#### DOCUMENT SECTION

You have recently taken out an installment loan or a mortgage, and the pertinent question of the tax deductions or benefits you may be entitled to arises.
In Belgium, given the significance of the tax burden, looking into tax benefits that could reduce your overall taxable income is essential.
First, it is important to make a fundamental distinction between loans taken out for private purposes and those taken out for professional purposes.
Here is the current state of affairs.
Loans for professional purposes
Under Belgian tax law, an expense can only be considered deductible by the administration if it is intended to facilitate the earning of professional income. For example, the car a doctor buys to visit patients will only be deductible because it allows him to earn income from his professional activity. Conversely, some mixed expenses, i.e., those serving both professional and private life, are only partially deductible.
Thus, a loan intended to be essential for earning taxable professional income will be 100% deductible, including interest. Deductibility is generally spread through an annual depreciation percentage. For example, a car is depreciable over a maximum of five years. This method aims to spread costs over different fiscal years to distribute the tax burden over several periods.
Deductibility of your mortgage loan
In the realm of expenses useful to your private life, the only loan that is deductible or provides tax benefits is the loan used to acquire your first home: your mortgage loan.

########
#### EXERCISE DATA

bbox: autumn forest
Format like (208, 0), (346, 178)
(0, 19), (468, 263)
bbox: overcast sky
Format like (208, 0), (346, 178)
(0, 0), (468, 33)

########

SET OF TASKS ::
[A] Answer the following from the text on Belgian loan deductions:
(i) Over what maximum period is a car depreciable?
(ii) Which loan is the only one for private purposes that is deductible or provides tax benefits?
(iii) Which expenses are only partially deductible?
[B] According to the text on Belgian loan deductions, why is the deductibility of a professional loan generally spread through an annual depreciation percentage?

WRITTEN ANSWERS ::
[A]
(i) A car is depreciable over a maximum of five years.
(ii) It is the loan used to acquire your first home, namely your mortgage loan.
(iii) Mixed expenses, meaning those serving both professional and private life, are only partially deductible.

[B] This method spreads costs over different fiscal years, so the tax burden is distributed over several periods.